WHAT YOU HAVE TO DO: Filter the entries and keep only the lines where the string "leather" appears.

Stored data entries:
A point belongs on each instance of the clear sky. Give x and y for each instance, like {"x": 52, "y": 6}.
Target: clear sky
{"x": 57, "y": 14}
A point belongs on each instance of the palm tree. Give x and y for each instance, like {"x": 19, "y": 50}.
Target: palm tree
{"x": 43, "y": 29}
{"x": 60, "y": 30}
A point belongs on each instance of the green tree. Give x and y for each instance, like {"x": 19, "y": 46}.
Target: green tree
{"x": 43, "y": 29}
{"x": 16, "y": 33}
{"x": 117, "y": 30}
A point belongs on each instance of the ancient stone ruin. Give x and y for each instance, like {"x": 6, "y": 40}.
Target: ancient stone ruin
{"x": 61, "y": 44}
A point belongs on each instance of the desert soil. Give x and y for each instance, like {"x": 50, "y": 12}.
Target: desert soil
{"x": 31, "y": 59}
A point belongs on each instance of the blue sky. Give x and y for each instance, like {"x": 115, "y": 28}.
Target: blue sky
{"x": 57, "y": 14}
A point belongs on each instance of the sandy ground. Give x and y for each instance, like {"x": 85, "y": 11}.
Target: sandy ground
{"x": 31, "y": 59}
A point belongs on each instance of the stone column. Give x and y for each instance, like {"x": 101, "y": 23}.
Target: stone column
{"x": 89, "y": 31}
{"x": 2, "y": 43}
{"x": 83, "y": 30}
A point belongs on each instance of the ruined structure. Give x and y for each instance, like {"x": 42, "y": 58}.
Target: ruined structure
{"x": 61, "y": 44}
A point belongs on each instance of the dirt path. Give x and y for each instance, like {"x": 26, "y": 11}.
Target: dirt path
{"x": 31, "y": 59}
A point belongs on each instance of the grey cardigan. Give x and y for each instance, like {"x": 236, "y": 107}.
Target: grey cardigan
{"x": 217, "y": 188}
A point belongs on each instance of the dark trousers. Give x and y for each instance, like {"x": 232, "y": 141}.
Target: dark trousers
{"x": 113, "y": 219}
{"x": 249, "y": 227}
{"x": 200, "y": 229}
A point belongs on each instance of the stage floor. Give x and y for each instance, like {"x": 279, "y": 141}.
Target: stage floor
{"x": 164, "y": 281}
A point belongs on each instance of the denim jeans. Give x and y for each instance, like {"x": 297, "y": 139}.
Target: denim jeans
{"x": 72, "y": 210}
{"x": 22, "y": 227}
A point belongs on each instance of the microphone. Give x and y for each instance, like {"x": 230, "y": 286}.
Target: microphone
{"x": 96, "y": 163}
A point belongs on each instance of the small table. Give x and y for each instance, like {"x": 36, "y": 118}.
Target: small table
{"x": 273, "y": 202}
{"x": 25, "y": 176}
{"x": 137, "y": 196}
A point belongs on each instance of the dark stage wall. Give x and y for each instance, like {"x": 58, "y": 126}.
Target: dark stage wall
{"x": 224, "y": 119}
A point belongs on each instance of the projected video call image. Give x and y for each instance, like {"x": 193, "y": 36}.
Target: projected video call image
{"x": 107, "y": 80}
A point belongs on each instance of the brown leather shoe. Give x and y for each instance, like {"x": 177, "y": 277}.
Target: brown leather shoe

---

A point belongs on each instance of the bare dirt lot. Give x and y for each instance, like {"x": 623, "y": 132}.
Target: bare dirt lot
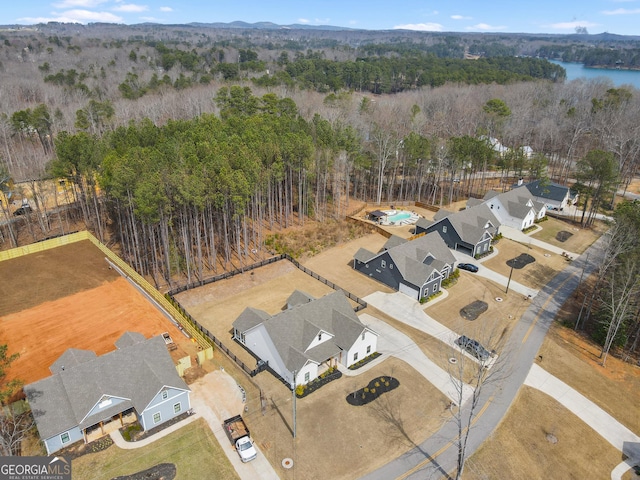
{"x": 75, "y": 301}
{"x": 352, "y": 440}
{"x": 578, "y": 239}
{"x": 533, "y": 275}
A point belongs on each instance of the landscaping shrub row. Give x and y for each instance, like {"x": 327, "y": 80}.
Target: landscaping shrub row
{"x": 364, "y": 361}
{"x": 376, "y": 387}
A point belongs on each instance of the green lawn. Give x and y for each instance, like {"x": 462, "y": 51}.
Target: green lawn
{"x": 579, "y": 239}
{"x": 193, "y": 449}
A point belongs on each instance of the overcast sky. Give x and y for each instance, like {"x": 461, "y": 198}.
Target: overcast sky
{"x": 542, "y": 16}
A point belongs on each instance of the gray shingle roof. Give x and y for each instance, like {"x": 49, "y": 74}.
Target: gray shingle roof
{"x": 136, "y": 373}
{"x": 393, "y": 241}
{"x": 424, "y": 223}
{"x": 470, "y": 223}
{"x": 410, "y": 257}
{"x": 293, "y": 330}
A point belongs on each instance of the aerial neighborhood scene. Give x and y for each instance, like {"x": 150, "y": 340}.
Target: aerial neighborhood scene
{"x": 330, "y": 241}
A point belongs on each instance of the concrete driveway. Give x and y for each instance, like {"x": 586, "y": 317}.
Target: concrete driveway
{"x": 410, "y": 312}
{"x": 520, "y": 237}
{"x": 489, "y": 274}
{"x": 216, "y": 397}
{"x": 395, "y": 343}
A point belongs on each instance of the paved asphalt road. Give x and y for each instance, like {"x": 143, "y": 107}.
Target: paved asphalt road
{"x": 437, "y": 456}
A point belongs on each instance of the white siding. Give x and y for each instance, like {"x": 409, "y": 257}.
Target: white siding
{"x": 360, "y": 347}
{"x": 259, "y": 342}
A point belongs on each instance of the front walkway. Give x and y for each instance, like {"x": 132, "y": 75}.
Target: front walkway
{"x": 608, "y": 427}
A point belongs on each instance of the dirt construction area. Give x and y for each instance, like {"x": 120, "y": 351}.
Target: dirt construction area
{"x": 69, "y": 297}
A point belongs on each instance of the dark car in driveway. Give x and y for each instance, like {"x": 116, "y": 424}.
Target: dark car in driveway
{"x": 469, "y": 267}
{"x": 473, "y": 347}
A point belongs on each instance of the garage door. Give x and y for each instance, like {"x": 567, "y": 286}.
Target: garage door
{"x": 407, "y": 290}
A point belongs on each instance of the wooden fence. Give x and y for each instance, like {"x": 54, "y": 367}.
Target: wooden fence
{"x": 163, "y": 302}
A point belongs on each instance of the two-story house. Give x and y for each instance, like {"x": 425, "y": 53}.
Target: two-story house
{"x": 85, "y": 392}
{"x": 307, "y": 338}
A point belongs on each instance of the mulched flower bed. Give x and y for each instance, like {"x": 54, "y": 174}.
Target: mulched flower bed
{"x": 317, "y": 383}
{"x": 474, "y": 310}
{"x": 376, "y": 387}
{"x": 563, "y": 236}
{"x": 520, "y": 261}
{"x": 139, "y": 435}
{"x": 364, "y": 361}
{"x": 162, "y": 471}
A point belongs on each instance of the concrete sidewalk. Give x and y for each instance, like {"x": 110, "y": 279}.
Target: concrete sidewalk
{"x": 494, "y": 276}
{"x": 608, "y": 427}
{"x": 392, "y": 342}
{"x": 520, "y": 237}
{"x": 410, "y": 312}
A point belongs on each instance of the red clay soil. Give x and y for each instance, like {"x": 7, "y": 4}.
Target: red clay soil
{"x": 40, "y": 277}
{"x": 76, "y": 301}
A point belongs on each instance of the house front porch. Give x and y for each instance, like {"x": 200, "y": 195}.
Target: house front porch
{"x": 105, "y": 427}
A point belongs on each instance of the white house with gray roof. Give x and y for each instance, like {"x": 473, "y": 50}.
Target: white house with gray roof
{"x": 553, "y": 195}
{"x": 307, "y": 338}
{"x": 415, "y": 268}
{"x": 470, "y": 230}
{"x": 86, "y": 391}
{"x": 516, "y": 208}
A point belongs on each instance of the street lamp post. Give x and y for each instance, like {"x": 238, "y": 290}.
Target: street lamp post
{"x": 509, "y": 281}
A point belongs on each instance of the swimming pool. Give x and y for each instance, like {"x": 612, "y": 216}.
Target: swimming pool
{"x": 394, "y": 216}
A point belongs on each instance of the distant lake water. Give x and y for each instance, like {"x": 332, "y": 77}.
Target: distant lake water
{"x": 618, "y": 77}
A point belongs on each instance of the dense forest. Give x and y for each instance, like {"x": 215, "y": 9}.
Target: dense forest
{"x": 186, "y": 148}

ANSWER SECTION:
A point belongs on each instance of the brown leather shoe. Give x and y for each instance, like {"x": 177, "y": 277}.
Target: brown leather shoe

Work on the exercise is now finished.